JOB: Convert all of the following items into a two-column CSV with the header row text,answer and one row per item. Put each item's text and its answer in separate double-quoted fields, replacing every line break with a space.

GIVEN DATA:
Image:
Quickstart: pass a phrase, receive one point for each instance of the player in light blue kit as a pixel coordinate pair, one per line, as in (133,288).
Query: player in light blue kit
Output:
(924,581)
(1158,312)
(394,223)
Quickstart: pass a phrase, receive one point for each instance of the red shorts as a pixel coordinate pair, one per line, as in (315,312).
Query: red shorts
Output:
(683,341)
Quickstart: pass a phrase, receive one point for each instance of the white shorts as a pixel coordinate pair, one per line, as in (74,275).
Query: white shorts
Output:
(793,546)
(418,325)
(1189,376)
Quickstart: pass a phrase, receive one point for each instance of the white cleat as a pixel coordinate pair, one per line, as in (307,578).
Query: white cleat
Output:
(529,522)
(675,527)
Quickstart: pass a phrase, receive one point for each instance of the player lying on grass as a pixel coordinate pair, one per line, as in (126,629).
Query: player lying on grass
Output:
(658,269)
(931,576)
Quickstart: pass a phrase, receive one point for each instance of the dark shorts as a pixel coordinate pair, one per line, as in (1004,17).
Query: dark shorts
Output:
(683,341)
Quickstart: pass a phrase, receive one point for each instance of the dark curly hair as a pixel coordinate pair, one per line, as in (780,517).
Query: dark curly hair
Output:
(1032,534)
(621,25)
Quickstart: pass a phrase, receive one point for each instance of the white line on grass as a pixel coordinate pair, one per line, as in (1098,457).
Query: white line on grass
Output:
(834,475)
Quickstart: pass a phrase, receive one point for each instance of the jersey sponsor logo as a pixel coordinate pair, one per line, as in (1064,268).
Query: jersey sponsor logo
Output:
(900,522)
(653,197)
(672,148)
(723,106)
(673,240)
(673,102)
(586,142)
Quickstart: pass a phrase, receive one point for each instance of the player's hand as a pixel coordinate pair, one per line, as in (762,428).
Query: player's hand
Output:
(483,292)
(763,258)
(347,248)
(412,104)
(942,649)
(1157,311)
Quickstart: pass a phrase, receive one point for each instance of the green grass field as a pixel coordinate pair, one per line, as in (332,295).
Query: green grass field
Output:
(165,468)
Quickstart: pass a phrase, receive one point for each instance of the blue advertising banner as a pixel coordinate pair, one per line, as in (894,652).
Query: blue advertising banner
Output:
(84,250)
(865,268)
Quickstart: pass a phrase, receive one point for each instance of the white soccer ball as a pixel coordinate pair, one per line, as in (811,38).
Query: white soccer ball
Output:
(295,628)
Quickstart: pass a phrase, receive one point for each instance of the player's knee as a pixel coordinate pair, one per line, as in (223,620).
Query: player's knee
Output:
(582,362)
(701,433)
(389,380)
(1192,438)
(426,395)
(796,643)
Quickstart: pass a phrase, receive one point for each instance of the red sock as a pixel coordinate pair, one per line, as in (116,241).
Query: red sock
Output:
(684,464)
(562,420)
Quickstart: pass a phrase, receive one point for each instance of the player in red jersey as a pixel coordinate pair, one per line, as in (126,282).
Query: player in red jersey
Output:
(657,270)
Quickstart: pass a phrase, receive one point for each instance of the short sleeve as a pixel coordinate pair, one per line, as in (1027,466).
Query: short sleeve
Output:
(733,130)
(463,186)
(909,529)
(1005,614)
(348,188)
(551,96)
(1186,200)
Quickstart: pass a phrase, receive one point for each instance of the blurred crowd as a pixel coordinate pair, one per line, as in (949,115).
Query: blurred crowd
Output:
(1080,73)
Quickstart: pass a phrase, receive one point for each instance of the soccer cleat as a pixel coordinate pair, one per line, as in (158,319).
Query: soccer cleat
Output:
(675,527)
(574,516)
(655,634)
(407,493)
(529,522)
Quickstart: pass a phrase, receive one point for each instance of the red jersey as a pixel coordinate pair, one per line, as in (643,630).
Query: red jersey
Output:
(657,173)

EXPECTED ANSWER:
text,answer
"Image: Quickstart: pass a phrase, receive one point for each instance of the player in light blue kit as a pixel coordinate pair, one per line, as in (133,288). Query: player in light blue kit Output:","(924,581) (1158,312) (394,223)"
"Quickstart: pass a phrase, receive one point for each instance of the red shorts as a pixel coordinate pair, one per line, as in (315,312). Query: red shorts Output:","(683,341)"
"Quickstart: pass a phrase, receive one point for each instance of the white shorts as a pixel coordinate pair, one per line, as in (74,275). Query: white shorts Output:","(793,546) (418,325) (1189,376)"
"Quickstart: pass a phrase, receive one point for each instance of the white cleat as a pixel coordinate pair, one per line, as in (307,578). Query: white cleat Output:","(529,522) (675,527)"
"Quickstart: pass a phrase, receive one point for each instance of the player lying on grass as a pixel coordinate pair, one per line, as in (126,629). Query: player lying on grass Output:","(658,269) (931,576)"
"Quickstart: pass a phrase, receive one point for each instance of the dark shorts as a pixel coordinate pair, one per line, as in (1004,17). Query: dark shorts Output:","(683,341)"
"Quickstart: pass a phrase, receive one point for each instance of the dark curly hair as a pixel coordinate pair, one per line, as in (780,517). Query: dark curly hair Output:","(1032,534) (621,25)"
"Quickstart: pass a phrase, receive one point for each instance of the white line on grass as a pixel coordinate pair, one per line, as in (1098,457). Query: white line on grass Output:","(834,475)"
"Quickstart: pass a phrase, receive one point for each instance of the jersey sponsor logo as a pixel coordinate pair, one per line, as in (1064,268). Query: jersey sponsor logo Output:","(900,522) (653,197) (672,148) (723,106) (673,240) (673,102) (586,142)"
"Quickstart: pass a phrase, receive one point for each instance of the player's hand as a pixel coordinate pair, one per line, as in (762,428). Query: player's hand Output:","(483,292) (763,258) (347,248) (412,104) (942,649) (1157,311)"
"Quickstart: pass a phrase, receive one point for each instance of the green grass field as a pixel coordinate pair, one per line, as in (332,295). Query: green grass field Output:","(165,468)"
"Quickstart: pass a phrase, receive one point for each instance of the blue advertising banner as a pixel coordinate pair, one per line, as in (894,652). Query: blue advertising banner Output:","(84,250) (865,268)"
"Quickstart: pass a phrase, receive one point for each instance of the white soccer ball as a pixel coordinate pair, one per line, as in (811,38). Query: white soccer ball Output:","(295,628)"
"Quickstart: pass a phrase, receive one point for each instance of the player's knee as a pixel coordinate pair, one per line, as in (223,620). Query: player's knee Output:","(582,362) (701,433) (389,380) (1192,438) (426,395) (796,643)"
"Quickstart: pass a phrase, receive one point for each instance of the red sock as a pixel coordinate pair, one per line, as in (116,241). Query: red sock Output:","(684,464) (562,420)"
"Quickstart: pass a phrase, receive one point for each instance of the player in red jersey as a pixel coordinate pair, one per line, as in (126,282). Query: player in red jersey Output:","(657,270)"
"Quickstart: pass a phrase, receive one point for each instance of the short sleeve as a pixel coordinate pair, one per line, as in (1027,466). Query: short sleeve Output:","(733,130) (463,186) (909,529) (1005,614) (348,188) (551,96) (1186,200)"
"Quickstart: pass a phrase, receive one point for each instance of the blurred crowd as a pixel coordinate pair, one per line, as in (949,115). Query: blurred crowd Output:","(1080,73)"
"Quickstart: pass a phrase, receive one point for each instance of the soccer cleat as a pixel coordinate pair, one per line, as in (158,319). Query: soccer cleat Output:","(675,527) (574,516) (655,634) (407,493) (529,522)"
"Quickstart: pass a phrase, receive one point for each instance of the red jersey as a pixel coordinate pair, one per line, as in (643,630). Query: red jersey Output:","(657,173)"